**SET TASK**
Reproduce word for word the lines of the items below, beginning at the line that contains "of the blue" and continuing through the last line of the items.

__________

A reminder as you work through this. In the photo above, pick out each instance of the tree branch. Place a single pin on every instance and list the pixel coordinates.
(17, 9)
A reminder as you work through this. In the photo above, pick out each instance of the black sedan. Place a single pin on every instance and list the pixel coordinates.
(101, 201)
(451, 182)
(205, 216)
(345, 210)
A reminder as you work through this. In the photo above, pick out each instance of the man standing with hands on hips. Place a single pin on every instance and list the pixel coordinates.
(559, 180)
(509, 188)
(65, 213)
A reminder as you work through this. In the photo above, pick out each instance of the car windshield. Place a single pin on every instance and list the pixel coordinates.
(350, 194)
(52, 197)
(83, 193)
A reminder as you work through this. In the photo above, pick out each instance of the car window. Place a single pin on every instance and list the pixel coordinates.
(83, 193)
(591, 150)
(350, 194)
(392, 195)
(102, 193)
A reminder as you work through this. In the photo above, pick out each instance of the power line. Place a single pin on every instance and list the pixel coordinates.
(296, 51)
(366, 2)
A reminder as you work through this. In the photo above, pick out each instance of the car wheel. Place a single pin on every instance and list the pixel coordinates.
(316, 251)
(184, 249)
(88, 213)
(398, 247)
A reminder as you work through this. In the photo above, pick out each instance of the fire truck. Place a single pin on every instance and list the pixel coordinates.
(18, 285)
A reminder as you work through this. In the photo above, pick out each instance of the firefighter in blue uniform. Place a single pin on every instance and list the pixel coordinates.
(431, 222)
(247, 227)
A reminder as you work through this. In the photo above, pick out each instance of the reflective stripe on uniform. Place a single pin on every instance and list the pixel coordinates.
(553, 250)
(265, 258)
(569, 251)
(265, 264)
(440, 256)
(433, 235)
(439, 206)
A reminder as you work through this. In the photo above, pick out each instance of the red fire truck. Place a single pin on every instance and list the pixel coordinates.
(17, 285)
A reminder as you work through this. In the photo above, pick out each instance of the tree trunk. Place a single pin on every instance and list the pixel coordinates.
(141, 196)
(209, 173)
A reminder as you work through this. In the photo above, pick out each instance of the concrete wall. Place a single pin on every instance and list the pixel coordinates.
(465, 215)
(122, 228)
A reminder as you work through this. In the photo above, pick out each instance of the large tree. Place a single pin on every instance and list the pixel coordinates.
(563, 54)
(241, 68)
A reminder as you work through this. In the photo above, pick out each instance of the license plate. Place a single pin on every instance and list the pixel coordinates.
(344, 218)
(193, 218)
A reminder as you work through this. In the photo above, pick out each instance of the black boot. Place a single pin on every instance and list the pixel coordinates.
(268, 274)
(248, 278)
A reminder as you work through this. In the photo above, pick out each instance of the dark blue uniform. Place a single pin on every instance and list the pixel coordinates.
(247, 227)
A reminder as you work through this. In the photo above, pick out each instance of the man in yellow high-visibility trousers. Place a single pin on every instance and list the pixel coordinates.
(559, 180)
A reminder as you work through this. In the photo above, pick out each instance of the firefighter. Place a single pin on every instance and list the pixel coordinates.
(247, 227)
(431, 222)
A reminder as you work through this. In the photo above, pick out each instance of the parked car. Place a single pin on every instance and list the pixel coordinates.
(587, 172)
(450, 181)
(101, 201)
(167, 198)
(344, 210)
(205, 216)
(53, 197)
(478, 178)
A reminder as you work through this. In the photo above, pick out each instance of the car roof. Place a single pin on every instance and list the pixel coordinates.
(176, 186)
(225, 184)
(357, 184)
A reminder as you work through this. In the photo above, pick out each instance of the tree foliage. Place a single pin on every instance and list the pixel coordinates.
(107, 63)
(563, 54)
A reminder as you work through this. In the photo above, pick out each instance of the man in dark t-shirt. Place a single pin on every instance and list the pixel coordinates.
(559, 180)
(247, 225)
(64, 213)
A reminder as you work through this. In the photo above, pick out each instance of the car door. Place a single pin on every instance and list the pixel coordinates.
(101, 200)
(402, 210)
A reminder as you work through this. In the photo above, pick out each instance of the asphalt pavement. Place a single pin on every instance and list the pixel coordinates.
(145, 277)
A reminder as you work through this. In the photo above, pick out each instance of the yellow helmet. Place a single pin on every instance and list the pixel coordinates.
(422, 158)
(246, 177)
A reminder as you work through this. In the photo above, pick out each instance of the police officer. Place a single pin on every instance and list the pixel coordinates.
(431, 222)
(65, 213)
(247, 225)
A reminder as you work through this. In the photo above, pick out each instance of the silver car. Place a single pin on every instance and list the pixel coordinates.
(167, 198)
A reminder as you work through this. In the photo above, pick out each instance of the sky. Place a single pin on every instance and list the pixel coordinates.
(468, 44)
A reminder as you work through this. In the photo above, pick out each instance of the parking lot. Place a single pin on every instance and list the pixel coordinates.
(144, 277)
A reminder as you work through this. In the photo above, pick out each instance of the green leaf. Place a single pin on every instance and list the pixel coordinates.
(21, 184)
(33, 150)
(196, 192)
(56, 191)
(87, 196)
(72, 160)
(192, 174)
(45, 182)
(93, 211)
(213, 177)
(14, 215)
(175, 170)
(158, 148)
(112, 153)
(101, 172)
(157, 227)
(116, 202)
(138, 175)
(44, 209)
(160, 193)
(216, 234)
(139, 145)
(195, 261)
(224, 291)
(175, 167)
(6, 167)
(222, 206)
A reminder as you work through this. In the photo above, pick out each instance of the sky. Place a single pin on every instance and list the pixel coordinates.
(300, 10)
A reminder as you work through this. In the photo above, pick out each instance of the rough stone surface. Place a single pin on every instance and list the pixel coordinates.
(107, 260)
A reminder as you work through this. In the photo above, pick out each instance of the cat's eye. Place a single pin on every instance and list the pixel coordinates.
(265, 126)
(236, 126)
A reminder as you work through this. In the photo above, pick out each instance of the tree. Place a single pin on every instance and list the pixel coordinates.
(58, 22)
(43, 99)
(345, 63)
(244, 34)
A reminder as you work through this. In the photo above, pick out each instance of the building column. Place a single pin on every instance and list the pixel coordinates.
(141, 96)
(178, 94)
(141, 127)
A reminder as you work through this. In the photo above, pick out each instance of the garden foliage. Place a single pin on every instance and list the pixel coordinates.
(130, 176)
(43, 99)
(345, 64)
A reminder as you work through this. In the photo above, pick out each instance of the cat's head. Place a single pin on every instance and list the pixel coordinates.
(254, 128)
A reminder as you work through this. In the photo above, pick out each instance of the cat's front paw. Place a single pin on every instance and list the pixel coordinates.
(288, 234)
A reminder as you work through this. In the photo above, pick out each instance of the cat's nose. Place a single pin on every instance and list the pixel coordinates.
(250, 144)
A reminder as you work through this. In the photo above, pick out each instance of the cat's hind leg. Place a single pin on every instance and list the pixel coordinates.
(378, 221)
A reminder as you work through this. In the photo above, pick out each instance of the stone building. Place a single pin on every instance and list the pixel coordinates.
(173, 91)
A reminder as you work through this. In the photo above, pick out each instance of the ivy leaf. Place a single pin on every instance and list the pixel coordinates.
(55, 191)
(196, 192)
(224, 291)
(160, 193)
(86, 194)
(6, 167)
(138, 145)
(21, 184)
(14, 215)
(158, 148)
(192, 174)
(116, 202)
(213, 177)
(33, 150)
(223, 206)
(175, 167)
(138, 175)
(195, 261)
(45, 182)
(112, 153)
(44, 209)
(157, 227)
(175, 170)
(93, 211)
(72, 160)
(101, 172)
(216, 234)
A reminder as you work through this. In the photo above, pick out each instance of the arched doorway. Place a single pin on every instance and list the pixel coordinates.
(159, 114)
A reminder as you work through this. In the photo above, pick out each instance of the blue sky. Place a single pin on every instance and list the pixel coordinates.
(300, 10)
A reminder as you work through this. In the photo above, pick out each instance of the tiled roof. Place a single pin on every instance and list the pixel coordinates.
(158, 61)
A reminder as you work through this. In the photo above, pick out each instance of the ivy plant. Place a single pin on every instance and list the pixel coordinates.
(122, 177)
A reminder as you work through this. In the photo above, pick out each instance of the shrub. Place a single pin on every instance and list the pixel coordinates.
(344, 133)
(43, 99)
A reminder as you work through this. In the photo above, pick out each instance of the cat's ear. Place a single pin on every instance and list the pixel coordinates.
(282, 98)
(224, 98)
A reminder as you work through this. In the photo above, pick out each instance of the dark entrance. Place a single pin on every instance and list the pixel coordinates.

__________

**WRITTEN ANSWER**
A reminder as you work through this. In the photo above, pick out each instance of the blue sky. Place a single pin on every instance and list the pixel coordinates.
(300, 10)
A reminder as you work through this. In the photo above, pick out each instance of the tiled roof. Place a single pin on every instance and list the pixel coordinates.
(158, 61)
A reminder as you work through this. In the photo above, pick out each instance of the ivy plant. Place a single pin on every instance and list the pixel coordinates.
(122, 177)
A reminder as you work through this. In the photo above, pick out each instance of the shrub. Place a single pin on every instance and list the pixel coordinates.
(344, 133)
(43, 99)
A reminder as you work through this. In the photo above, pick out each instance of the cat's ear. Place a single pin on every instance and list the pixel coordinates.
(282, 98)
(224, 98)
A reminder as you work through this. In the photo above, pick out each instance of the dark entrance. Place a single pin on every instance and list the pixel coordinates.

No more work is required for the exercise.